▶ [Instruction]
Pull out every line of the records below that contains the string "leaf", matching case exactly.

▶ [Materials provided]
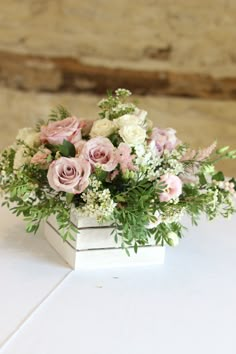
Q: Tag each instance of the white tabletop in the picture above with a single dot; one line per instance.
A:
(186, 306)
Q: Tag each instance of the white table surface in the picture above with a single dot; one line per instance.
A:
(186, 306)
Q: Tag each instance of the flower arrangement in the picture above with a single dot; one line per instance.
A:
(118, 168)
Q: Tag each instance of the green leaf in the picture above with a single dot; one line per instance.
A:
(219, 176)
(69, 197)
(202, 179)
(67, 149)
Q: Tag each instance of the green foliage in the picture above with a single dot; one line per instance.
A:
(137, 205)
(219, 176)
(115, 106)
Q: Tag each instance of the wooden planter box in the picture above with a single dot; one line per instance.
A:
(94, 246)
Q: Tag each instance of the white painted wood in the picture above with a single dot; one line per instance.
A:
(95, 247)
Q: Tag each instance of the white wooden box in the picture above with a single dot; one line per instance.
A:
(94, 246)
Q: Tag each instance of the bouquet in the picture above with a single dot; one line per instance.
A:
(118, 168)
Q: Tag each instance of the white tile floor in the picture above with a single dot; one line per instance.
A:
(186, 306)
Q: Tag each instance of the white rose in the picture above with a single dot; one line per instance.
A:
(137, 118)
(102, 127)
(173, 239)
(133, 134)
(29, 136)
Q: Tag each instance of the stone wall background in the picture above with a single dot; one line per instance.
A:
(179, 57)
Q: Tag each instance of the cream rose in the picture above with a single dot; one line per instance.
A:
(133, 134)
(137, 118)
(102, 127)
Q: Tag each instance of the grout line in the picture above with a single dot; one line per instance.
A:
(28, 317)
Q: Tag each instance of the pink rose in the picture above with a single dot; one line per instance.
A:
(164, 139)
(125, 158)
(40, 158)
(69, 175)
(101, 152)
(173, 187)
(56, 132)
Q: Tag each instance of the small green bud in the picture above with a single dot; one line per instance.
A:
(222, 150)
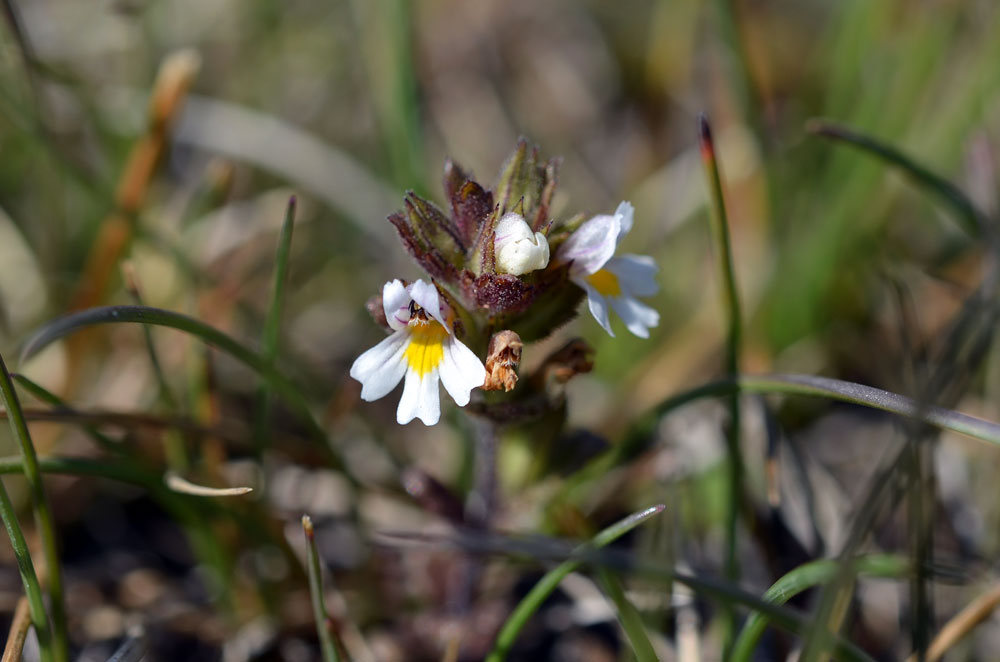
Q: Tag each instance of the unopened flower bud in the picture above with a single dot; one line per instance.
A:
(518, 250)
(502, 362)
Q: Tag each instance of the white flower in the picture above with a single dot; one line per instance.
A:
(608, 280)
(517, 249)
(423, 349)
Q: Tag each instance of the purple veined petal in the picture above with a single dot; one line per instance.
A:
(426, 296)
(420, 398)
(592, 245)
(638, 317)
(598, 305)
(396, 304)
(380, 368)
(625, 213)
(636, 274)
(461, 371)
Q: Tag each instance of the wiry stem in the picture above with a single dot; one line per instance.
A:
(727, 278)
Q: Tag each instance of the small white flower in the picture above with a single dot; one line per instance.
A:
(517, 249)
(423, 349)
(608, 280)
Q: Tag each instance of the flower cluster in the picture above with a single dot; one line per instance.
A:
(502, 273)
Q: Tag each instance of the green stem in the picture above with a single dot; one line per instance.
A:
(327, 645)
(547, 584)
(734, 335)
(43, 515)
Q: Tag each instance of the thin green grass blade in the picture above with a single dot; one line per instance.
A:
(47, 396)
(972, 220)
(272, 324)
(547, 584)
(734, 336)
(640, 436)
(625, 562)
(157, 317)
(805, 577)
(43, 515)
(628, 616)
(32, 589)
(176, 448)
(326, 643)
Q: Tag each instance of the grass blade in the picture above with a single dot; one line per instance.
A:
(47, 396)
(18, 632)
(176, 447)
(327, 645)
(734, 336)
(32, 590)
(628, 616)
(272, 324)
(69, 324)
(43, 514)
(972, 220)
(547, 584)
(184, 486)
(805, 577)
(586, 555)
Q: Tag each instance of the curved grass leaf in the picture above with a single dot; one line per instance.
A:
(972, 220)
(805, 577)
(628, 616)
(640, 436)
(547, 584)
(284, 388)
(43, 515)
(587, 556)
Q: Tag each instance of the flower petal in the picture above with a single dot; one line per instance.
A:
(512, 227)
(592, 244)
(461, 371)
(636, 274)
(598, 305)
(396, 304)
(381, 367)
(638, 317)
(426, 296)
(625, 213)
(420, 399)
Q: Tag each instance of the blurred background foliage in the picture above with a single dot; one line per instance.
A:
(845, 269)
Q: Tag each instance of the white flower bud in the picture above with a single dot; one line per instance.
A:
(517, 249)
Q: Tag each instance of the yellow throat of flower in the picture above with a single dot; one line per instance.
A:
(426, 348)
(605, 282)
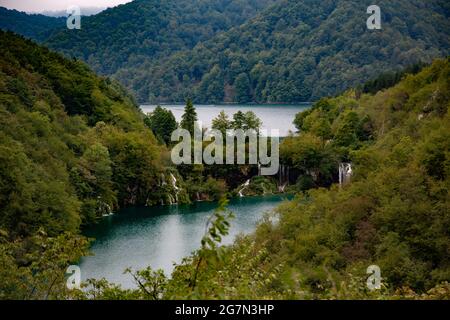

▶ [Exercise response]
Q: Tag each instance of the green leaf in the picture above with a single dot; one line per instance.
Q: Tag each instance of the curved grass leaf in the picture above with a single dot; one line per instance.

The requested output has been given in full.